**What you will do:** Please set down word for word every line from the one holding "the woman's wrist" to the end of the data below, both included.
- Opening Delimiter -
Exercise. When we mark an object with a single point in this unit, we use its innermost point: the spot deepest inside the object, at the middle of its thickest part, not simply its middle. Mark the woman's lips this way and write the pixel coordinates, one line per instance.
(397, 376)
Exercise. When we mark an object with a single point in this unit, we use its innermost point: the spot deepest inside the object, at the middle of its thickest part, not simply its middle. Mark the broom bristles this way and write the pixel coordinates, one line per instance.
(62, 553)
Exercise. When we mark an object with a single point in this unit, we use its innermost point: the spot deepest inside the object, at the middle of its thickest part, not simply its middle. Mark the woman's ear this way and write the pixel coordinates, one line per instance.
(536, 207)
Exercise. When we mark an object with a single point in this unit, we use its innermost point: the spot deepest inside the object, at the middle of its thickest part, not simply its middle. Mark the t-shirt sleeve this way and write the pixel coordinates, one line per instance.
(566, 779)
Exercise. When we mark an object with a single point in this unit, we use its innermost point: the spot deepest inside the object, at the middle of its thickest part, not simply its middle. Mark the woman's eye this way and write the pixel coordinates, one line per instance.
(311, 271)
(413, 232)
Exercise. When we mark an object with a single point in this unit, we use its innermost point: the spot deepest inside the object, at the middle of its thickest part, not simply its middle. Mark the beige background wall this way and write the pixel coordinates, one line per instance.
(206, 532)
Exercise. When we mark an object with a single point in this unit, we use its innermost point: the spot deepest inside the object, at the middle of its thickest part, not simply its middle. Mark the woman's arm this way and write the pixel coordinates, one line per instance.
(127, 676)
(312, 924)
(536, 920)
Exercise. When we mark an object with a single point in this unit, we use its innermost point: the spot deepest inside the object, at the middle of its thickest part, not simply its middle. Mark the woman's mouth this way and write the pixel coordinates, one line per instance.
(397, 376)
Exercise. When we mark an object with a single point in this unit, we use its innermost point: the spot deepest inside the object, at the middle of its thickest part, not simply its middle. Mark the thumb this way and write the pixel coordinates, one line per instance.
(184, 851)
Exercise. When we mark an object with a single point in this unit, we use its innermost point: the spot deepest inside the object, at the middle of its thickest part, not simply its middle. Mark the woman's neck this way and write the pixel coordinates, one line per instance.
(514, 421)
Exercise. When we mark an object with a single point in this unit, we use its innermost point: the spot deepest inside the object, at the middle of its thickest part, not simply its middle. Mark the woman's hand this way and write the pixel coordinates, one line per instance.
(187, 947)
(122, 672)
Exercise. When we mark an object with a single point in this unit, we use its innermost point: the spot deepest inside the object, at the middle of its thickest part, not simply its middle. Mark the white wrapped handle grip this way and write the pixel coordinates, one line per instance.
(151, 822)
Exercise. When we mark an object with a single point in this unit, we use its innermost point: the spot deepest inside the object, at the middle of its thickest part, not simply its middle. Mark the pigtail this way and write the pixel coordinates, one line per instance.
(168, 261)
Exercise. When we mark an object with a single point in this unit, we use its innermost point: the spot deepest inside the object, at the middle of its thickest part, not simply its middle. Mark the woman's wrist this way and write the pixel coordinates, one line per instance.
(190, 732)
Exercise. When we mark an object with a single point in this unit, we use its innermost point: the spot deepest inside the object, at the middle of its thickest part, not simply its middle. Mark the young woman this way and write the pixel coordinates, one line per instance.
- Closing Delimiter -
**Task output:**
Exercise. When we mark an object with a single point in this unit, we use its innermost point: the spot deepest inside the object, at the middle of its thickest part, not simply its middle. Mark the woman's wrist this way and write the pixel coordinates, one line per instance.
(190, 732)
Exercise. When we mark an object with a single point in this unit, we use its innermost point: the spot deepest inside the object, at the middle of its thickest part, not simply its middle. Mark the young woman this way and write the pixel coordinates, one line per instance.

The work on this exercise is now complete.